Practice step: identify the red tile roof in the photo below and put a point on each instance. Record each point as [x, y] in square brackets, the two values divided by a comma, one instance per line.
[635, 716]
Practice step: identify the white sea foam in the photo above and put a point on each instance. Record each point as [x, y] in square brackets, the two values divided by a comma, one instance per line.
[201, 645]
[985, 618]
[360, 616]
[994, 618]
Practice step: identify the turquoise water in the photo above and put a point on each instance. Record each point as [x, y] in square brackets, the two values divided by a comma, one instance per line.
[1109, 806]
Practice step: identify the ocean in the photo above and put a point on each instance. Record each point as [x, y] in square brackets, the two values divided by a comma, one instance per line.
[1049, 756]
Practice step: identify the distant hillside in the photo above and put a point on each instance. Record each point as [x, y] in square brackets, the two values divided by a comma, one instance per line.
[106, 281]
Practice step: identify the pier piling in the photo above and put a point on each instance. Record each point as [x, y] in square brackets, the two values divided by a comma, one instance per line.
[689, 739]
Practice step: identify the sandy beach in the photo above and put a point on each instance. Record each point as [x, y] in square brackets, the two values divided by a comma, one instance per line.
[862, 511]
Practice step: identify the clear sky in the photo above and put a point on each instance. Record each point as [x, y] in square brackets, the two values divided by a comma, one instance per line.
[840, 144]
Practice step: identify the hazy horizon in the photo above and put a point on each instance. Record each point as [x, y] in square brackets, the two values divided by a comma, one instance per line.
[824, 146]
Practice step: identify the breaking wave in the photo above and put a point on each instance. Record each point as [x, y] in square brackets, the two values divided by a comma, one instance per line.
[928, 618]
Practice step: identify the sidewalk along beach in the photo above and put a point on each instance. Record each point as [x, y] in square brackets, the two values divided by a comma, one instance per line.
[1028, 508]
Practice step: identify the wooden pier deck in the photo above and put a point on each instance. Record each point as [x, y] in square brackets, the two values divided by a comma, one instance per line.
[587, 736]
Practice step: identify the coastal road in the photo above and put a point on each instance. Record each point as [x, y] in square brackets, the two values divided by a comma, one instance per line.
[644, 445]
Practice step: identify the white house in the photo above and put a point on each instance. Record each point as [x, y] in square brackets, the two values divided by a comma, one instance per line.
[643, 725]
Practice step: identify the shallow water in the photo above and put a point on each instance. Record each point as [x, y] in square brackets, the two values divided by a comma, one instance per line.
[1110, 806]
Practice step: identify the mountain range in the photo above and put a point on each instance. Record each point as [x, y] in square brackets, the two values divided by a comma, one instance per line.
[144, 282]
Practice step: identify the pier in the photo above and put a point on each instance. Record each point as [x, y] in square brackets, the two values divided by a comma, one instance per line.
•••••
> _Requirements_
Transcribe every row above word for word, keeping each line as it stands.

> _Output of the task_
Practice step: identify the red tile roof in the photo below and put a point on each instance. Record each point as [x, y] in square brackets, the two values divided by a comma, one instance per line.
[635, 716]
Practice step: identify the white sea foam in the photo above and put a point on each instance. Record each point as [x, y] in square brackets, the two values divided by a comma, one instance per line.
[201, 645]
[985, 618]
[360, 616]
[994, 618]
Practice step: identify the turquoise water in the photo above and put a point on each instance. Record each point as [x, y] in square brackets, the two values divided by a comma, one instance per line.
[1109, 806]
Practice step: identify the ocean in the photo above and put a point on each instance. Record each point as [x, y] in square brackets, the two values divided by a comma, one instance per line.
[1049, 756]
Practice step: identify the distant hillside in the photo above and put a point on each instance. Record each point as [x, y] in square brackets, the two values divided by a comma, one instance per line.
[106, 281]
Practice step: identify the pier piling in the photo above and put a point on each instance. Record each point as [x, y] in square brackets, the two values divided by a comma, one instance per line.
[689, 739]
Practice step: identify the sandy beach in the photo above and put a point on each instance. Record each point as [x, y] in square brackets, the two values divided by a comma, one instance per line.
[862, 511]
Practice step: identify the clear sky in the photo above and put a point on each instance. Record each point as [x, y] in square brackets, the two values divided by a comma, one instance per line.
[840, 144]
Practice step: identify the hazy horizon in the photo above and put a point on each instance. Record each point as [x, y] in square brackets, the two values divided by a comma, one instance per line.
[824, 146]
Practice step: identify the breaking wave in the photo above and put a point on each instance. Record each point as [x, y] in square brackets, the two values divided by a comma, one instance per line.
[928, 618]
Practice step: identify the sidewalk along beach in the photo above and put a point on each instance. Record each point as [x, y] in square brackets, the two values divided by a comma, one instance per line.
[1028, 508]
Practice step: identify the wooden pier deck in the photo above and put a point on each instance. Record each point as [x, y] in square brackets, the two values divided by a comma, one instance per line.
[587, 736]
Practice step: identify the coastal road in the photo above and put a point on each instance. Record each point as [x, y] in square brackets, the two values divided by a comma, one instance per line.
[644, 445]
Practice step: identify the white house in the photo above and put a point on each instance. Record each point as [x, y] in square brackets, the two values divided by a comma, one instance per line.
[643, 725]
Practice step: identify the shallow water in the photo above and put a point on each instance. Record each point as [x, y] in square brackets, the two values divided by a comma, one instance per line.
[1110, 806]
Practice step: identify the mountain range in the photo above and put a point on each instance. Record each point as [x, y] in square brackets, the two values divided by a comma, one instance per line.
[144, 282]
Practice step: identify the pier in the photo above and put a point on each instance. Record each point as [x, y] in square brackets, the two values divided by a comma, one instance per line.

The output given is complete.